_TASK ITEM_. For every entry, reproduce the wording exactly and omit any image it holds.

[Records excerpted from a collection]
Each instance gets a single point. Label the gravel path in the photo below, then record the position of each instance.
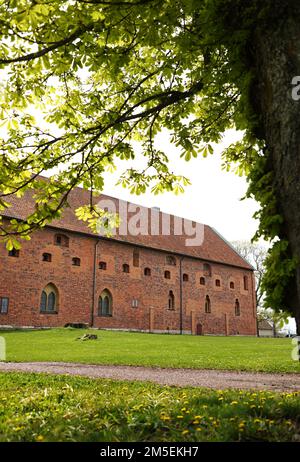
(178, 377)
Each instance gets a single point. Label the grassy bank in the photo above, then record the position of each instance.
(36, 407)
(128, 348)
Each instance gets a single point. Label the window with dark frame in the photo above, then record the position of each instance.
(171, 301)
(102, 265)
(47, 257)
(61, 240)
(14, 253)
(49, 299)
(76, 261)
(207, 269)
(237, 308)
(170, 260)
(207, 304)
(167, 274)
(105, 304)
(136, 258)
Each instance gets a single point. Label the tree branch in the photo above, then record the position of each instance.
(43, 52)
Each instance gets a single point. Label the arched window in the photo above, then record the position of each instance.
(237, 308)
(136, 258)
(47, 257)
(171, 301)
(62, 240)
(167, 274)
(105, 304)
(102, 265)
(170, 260)
(14, 253)
(207, 269)
(43, 301)
(49, 299)
(207, 304)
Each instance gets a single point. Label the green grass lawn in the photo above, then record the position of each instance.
(128, 348)
(37, 407)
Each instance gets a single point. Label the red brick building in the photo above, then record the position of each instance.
(150, 282)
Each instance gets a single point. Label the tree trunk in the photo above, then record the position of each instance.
(277, 61)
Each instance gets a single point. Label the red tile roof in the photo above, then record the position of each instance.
(214, 247)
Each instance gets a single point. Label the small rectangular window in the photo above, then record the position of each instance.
(136, 258)
(14, 253)
(102, 265)
(4, 305)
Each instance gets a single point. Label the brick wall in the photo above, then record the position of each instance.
(23, 279)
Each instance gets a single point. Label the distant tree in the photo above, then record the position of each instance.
(255, 254)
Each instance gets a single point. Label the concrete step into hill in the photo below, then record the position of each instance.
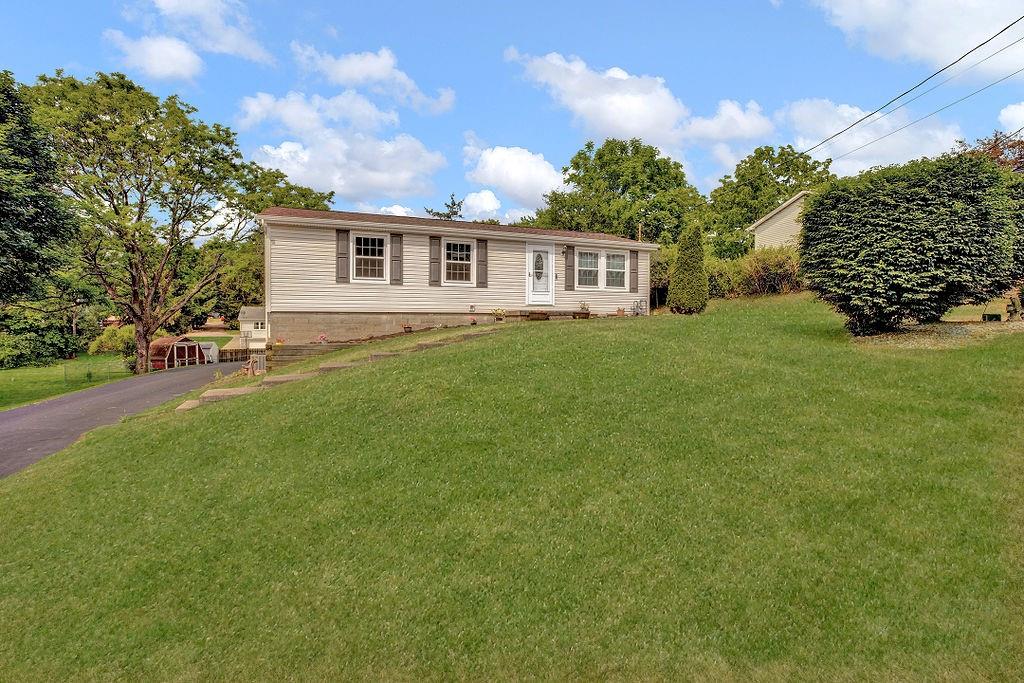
(271, 380)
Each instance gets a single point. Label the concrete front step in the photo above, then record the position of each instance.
(425, 345)
(380, 355)
(331, 367)
(222, 394)
(187, 406)
(270, 380)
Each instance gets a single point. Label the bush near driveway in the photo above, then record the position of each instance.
(910, 242)
(771, 270)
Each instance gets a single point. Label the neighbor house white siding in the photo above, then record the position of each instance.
(301, 278)
(780, 228)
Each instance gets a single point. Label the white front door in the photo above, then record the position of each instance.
(540, 275)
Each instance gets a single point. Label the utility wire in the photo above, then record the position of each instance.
(939, 85)
(906, 92)
(928, 116)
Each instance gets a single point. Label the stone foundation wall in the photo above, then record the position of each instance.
(305, 328)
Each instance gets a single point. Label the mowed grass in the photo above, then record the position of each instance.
(743, 495)
(27, 385)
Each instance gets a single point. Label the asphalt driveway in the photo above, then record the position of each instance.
(32, 432)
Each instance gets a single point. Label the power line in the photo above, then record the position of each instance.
(939, 85)
(928, 116)
(906, 92)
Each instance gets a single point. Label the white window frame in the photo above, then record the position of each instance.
(472, 262)
(580, 251)
(387, 257)
(626, 270)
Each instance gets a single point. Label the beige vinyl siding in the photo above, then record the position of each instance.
(782, 229)
(301, 261)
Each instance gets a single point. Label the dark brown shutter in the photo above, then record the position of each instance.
(435, 261)
(341, 253)
(634, 270)
(481, 262)
(396, 259)
(570, 268)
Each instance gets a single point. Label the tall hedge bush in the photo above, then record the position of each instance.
(688, 283)
(910, 242)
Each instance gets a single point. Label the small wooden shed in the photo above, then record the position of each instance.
(168, 352)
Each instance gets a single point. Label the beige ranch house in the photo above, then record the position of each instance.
(781, 226)
(349, 275)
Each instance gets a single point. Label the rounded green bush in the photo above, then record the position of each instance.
(908, 243)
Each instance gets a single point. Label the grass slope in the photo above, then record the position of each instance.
(27, 385)
(742, 495)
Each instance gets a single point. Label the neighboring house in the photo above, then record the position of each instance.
(252, 325)
(781, 226)
(349, 275)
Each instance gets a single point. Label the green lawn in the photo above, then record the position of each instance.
(743, 495)
(27, 385)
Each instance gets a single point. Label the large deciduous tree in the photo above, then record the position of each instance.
(147, 180)
(760, 183)
(34, 218)
(624, 187)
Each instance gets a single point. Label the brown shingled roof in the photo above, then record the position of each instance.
(427, 222)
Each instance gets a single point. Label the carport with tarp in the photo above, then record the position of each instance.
(168, 352)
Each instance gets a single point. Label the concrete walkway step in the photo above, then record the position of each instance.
(230, 392)
(332, 367)
(270, 380)
(422, 346)
(187, 406)
(380, 355)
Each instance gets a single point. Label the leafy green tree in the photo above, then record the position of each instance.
(759, 184)
(688, 283)
(34, 218)
(453, 210)
(240, 280)
(624, 187)
(910, 242)
(147, 180)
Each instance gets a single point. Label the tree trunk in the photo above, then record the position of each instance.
(142, 336)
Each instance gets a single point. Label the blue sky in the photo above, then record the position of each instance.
(394, 104)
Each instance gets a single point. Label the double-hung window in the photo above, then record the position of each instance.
(587, 268)
(459, 262)
(614, 270)
(369, 262)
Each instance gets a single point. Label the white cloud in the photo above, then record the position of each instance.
(1012, 117)
(306, 115)
(813, 120)
(731, 121)
(612, 102)
(396, 210)
(215, 26)
(329, 145)
(518, 173)
(616, 103)
(157, 56)
(934, 32)
(482, 204)
(377, 70)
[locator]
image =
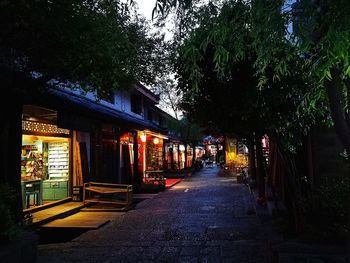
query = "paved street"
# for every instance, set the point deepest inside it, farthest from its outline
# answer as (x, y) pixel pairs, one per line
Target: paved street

_OUTPUT BELOW_.
Each instance gets a single point. Label the gravel path in the photo below, then record the position of each instance.
(178, 377)
Each instance gets a single point. Label the grassy bank in the photo above, then record the position of each instance.
(36, 407)
(128, 348)
Each instance gets a single point. Label the window with dark frame in the photo above, then record the position of each instance.
(171, 301)
(102, 265)
(47, 257)
(61, 240)
(14, 253)
(49, 299)
(76, 261)
(207, 269)
(237, 308)
(170, 260)
(207, 304)
(167, 274)
(105, 304)
(136, 258)
Each instance gets a single point. Label the tree branch in the photo above, then record the position of each instance.
(43, 52)
Each instance gets a single point. Label the arched window in the photo above, then record the position of each instance.
(237, 308)
(136, 258)
(47, 257)
(171, 301)
(62, 240)
(167, 274)
(105, 304)
(102, 265)
(170, 260)
(14, 253)
(207, 269)
(43, 301)
(49, 299)
(207, 304)
Each instance gets a single point. Label the green grass lawn in the photo above, then record the position of each instance.
(128, 348)
(37, 407)
Each instance gets a single point. Label the red brick building in the photo above, then record the position of each instance.
(150, 282)
Each instance gets a single point. Label the tree trunk in the photo above, then record the position of each instance.
(277, 61)
Each instance gets a single point. Label the red tile roof in the photo above, then record the position of each instance.
(214, 247)
Each instance gets a single point. Label the small rectangular window in the photo above, then record the position of each instance.
(136, 258)
(14, 253)
(102, 265)
(4, 305)
Each instance gets a single point. Label the brick wall in the photo above, then record the position of each instance.
(23, 279)
Each instance gets a single point. Label the distant tree in the photo above, then record the position of each instance.
(255, 254)
Each instance gets a single point. Label the concrete step into hill in the photo below, then record the position of each instance.
(271, 380)
Each instance gets a single point. Label the concrete front step in the photo above, then record the position of each instance.
(425, 345)
(380, 355)
(331, 367)
(222, 394)
(187, 406)
(270, 380)
Each instance gets a single point. Label the bush near driveway in the photo above, then record the position of each instance.
(910, 242)
(771, 270)
Each instance gets a single point. Label the neighbor house white siding in the photo above, then record the position of each instance.
(301, 278)
(780, 228)
Each instance gets a single point. Label the white front door in the photo above, then record the position of each instance.
(540, 275)
Each instance gets a single point. Label the utility wire in the photo above, then record the position of each instance.
(939, 85)
(906, 92)
(928, 116)
Each instance gets a single point. Label the stone foundation wall in the photo above, then record the position of each instance.
(305, 328)
Each instance gets a single point. Label the mowed grass in the photo above, then record the position of each instance.
(743, 495)
(27, 385)
Each instance gets a single point. Label the asphalt driveway in the photo above, then record the position of each instance.
(32, 432)
Each instance gets a single point. Label the power line in the photo above, then record the position of each instance.
(939, 85)
(928, 116)
(906, 92)
Each instance gets a single point. Label the white window frame in the photo above, then record the position of each instance.
(472, 262)
(580, 251)
(387, 257)
(626, 270)
Each instance gets a single point. Label the beige vinyl siding in the photo above, then record the position of each instance.
(782, 229)
(301, 261)
Each instance gets a single point. Label the dark brown shutter in the photo above, then record the position of each instance.
(435, 261)
(341, 253)
(634, 270)
(481, 262)
(396, 259)
(570, 268)
Each instance gets a single point. Label the tall hedge bush in the photo above, then record the position of each instance.
(688, 283)
(910, 242)
Each instance gets a single point. Label the small wooden shed in the photo above, then record the position of each instance.
(168, 352)
Each instance gets a single point. Label the beige ranch house in the photo above, then record the position of each instance.
(781, 226)
(349, 275)
Each instance gets a single point. Label the rounded green bush in the photo above, then record the position of each instance.
(908, 243)
Each instance gets a single point. Label the grass slope in the photo above, then record the position of each instance.
(27, 385)
(742, 495)
Each instance gets a single point. Label the neighboring house in the photo above, then record the position of each instance.
(252, 325)
(781, 226)
(349, 275)
Each instance gets a single point. Label the green lawn in the photo above, then record the position of each instance.
(743, 495)
(27, 385)
Each instance gets a single point. Label the large deciduous tree in the photo above, then record the position of each instance.
(147, 180)
(760, 183)
(34, 218)
(624, 187)
Each instance gets a single point. Label the brown shingled roof in the photo above, then record the position of each instance.
(427, 222)
Each instance gets a single point. Label the carport with tarp in the photo above, then record the position of each instance.
(168, 352)
Each instance gets a single point. Label the concrete walkway step in the photo above, then record the position of each instance.
(230, 392)
(332, 367)
(270, 380)
(422, 346)
(187, 406)
(380, 355)
Each instance gets a single point. Label the leafy green tree in the photo above, then record the position of each instance.
(759, 184)
(688, 283)
(34, 218)
(453, 210)
(240, 280)
(624, 187)
(910, 242)
(147, 180)
Each instance gets a single point. Label the tree trunk in the photo above, then record the position of each instance.
(142, 336)
Each instance gets a single point. Label the blue sky in the photo above, then record the position of each instance.
(394, 104)
Each instance gets a single point. Label the double-hung window in the photo above, then record the position of each instance.
(587, 268)
(459, 262)
(614, 270)
(369, 262)
Each instance gets a single point. Label the white cloud in the photo above, then record the position of each instance.
(1012, 117)
(306, 115)
(813, 120)
(731, 121)
(612, 102)
(396, 210)
(215, 26)
(329, 145)
(518, 173)
(616, 103)
(157, 56)
(934, 32)
(482, 204)
(377, 70)
[locator]
image =
query = "paved street"
# for every instance, set the point deepest inside it, farthest from its outline
# answer as (x, y) pixel pairs, one per line
Target: paved street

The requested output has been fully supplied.